* SUPPLIED ENTRIES
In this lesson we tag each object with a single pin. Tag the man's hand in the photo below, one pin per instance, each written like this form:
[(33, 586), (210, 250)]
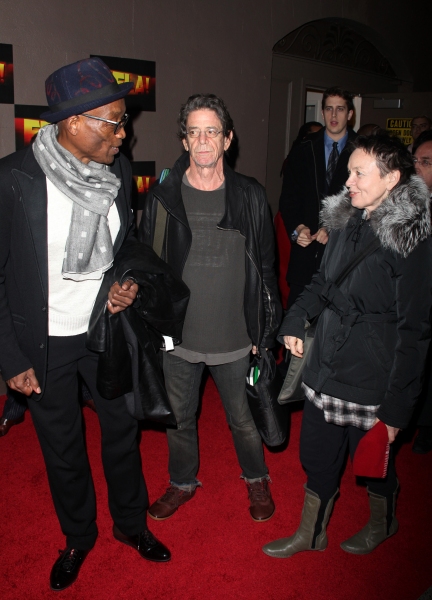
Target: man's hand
[(294, 345), (121, 296), (392, 431), (304, 236), (26, 383), (255, 349), (321, 236)]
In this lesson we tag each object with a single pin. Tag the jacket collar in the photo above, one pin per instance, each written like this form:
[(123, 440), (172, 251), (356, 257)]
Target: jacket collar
[(316, 143), (33, 192), (401, 221)]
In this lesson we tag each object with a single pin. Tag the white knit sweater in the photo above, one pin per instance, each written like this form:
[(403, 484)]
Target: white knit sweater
[(70, 302)]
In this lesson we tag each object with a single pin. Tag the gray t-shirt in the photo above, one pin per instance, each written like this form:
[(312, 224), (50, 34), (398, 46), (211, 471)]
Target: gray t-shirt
[(215, 328)]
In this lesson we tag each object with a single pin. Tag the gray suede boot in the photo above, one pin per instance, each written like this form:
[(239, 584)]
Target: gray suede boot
[(309, 528), (382, 524)]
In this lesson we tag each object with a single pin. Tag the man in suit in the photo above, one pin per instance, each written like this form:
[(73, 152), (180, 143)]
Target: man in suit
[(64, 215), (318, 169)]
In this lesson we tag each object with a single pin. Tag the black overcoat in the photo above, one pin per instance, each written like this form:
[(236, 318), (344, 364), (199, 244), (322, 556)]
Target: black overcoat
[(24, 260)]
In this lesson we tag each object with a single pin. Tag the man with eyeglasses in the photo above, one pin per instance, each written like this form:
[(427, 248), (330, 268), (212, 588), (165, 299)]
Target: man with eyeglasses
[(422, 157), (418, 126), (318, 168), (64, 215), (219, 238)]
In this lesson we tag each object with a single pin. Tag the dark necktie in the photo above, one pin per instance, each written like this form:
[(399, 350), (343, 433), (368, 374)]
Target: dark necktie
[(332, 162)]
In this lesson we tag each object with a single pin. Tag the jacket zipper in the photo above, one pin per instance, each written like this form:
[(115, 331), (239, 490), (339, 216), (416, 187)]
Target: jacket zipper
[(253, 262)]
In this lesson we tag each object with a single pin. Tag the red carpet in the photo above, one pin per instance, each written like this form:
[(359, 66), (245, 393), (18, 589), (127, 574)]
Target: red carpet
[(216, 546)]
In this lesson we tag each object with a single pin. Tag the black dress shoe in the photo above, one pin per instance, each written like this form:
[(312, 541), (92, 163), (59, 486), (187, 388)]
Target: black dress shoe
[(66, 568), (145, 542), (6, 424)]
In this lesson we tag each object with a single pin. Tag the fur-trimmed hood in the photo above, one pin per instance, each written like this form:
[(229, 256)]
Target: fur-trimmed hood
[(401, 221)]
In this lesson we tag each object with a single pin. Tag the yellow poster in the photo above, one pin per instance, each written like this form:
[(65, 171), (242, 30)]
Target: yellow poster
[(401, 128)]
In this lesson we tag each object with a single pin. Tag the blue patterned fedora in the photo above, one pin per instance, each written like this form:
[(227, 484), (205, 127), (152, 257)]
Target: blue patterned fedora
[(79, 87)]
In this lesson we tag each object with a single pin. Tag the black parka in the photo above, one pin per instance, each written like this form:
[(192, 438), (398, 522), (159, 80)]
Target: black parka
[(371, 341)]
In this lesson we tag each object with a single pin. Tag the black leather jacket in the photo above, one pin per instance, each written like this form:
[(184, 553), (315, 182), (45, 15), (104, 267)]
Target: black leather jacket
[(247, 211)]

* TASK TO CARRY OUT
Omit the pictures, then print the rest of the listing above exactly.

* TASK OUTPUT
In this lesson we tag each object with a single pin. Tag the man's hand in the photo below, one pin per instance, each written like this form:
[(33, 586), (210, 250)]
Target: man's hand
[(294, 345), (121, 296), (392, 431), (304, 236), (26, 383), (255, 349), (321, 236)]
In this lesson we tag each object with a single pin. Tag the jacket collar in the photo above, one pin per instance, each written like this form:
[(123, 440), (172, 251), (356, 257)]
Target: jacket collar
[(316, 143), (33, 192), (401, 221)]
In this lesson we tag each object with a single pin. Tag the white knit sweater in the photo above, one pin per instance, each written like this form:
[(403, 484)]
Target: white knit sweater
[(70, 302)]
In this lesson we tag each object with a single pin. Tag the gray t-shirt in the photo above, one pin per instance, each written like this form:
[(312, 224), (50, 34), (398, 46), (211, 471)]
Target: gray t-shirt
[(215, 328)]
In this lesson we tag each object with a single pin. Tag the gray suede boot in the photo above, one pin per instance, each written like this form:
[(239, 584)]
Target: gray suede boot
[(309, 528), (382, 524)]
In this lesson we tag each object with a single pin. Tag the man in suit in the photo above, one pin per instance, each written like this form:
[(73, 152), (180, 143)]
Target: man in suit
[(64, 215), (318, 169)]
In this lesson we tag each object with a single pin. Tag the black overcoat in the photo above, one pin per instance, each written like this form:
[(236, 318), (344, 364), (199, 244), (322, 556)]
Target: black overcoat
[(24, 260)]
In this lesson we tag each object with a single pin. Tag the man with eyeglasses in the photo above, one pin per instance, each written like this form:
[(427, 248), (330, 268), (212, 588), (165, 299)]
Target: man with eyeglasses
[(422, 157), (418, 126), (318, 168), (64, 215), (219, 238)]
In this lesson we tag each object with a single pin. Tag the dark necktie in the photo above, one pin per instance, each written like this form:
[(399, 350), (343, 433), (368, 374)]
Target: dark necktie
[(332, 162)]
In this lesson we tag each object with a single pin. Tag the jacket zipper in the photo above, one pin per instance, each written like this form:
[(115, 331), (239, 490), (339, 216), (416, 187)]
Target: jacket zipper
[(253, 262)]
In this lesson we tag each object with a single pin. Tag the red carpet in the photo above, one pin per instance, each written like this form:
[(359, 66), (245, 393), (18, 589), (127, 574)]
Target: red carpet
[(216, 546)]
In this lesson we tag each object with a single pin. Tag the black dress shoe in the photo above, one pin per instance, each written like this form:
[(312, 541), (92, 163), (59, 486), (187, 388)]
Target: black dress shoe
[(66, 568), (145, 542), (6, 424)]
In this lesson we tag each object with a single pin. Tag the fur-trimmed hood in the photo above, one pin per instance, each written like this form:
[(229, 256)]
Target: fur-trimmed hood
[(401, 221)]
In this lesson we tag each object with a single pin. Tag the yellow poster in the photo above, one pin per instance, each written like this form:
[(65, 171), (242, 30)]
Target: yellow poster
[(401, 128)]
In this lesson we tag each object with a single pin. Tag the blue patterned fedora in the photo above, one pin per instance, each written like this form:
[(227, 484), (205, 127), (152, 257)]
Target: blue patterned fedora
[(79, 87)]
In this lesson we tag each object with a single pin. Tag the black parka in the photo above, one pin per instance, each written like this form:
[(192, 438), (398, 522), (159, 80)]
Target: black parka
[(371, 341)]
In this lesson we tag each object with a single pin. Tag the black leather jacket in the photo above, one pin per instance, each written like this form:
[(184, 553), (315, 182), (45, 15), (104, 267)]
Target: black leather jacket
[(247, 211)]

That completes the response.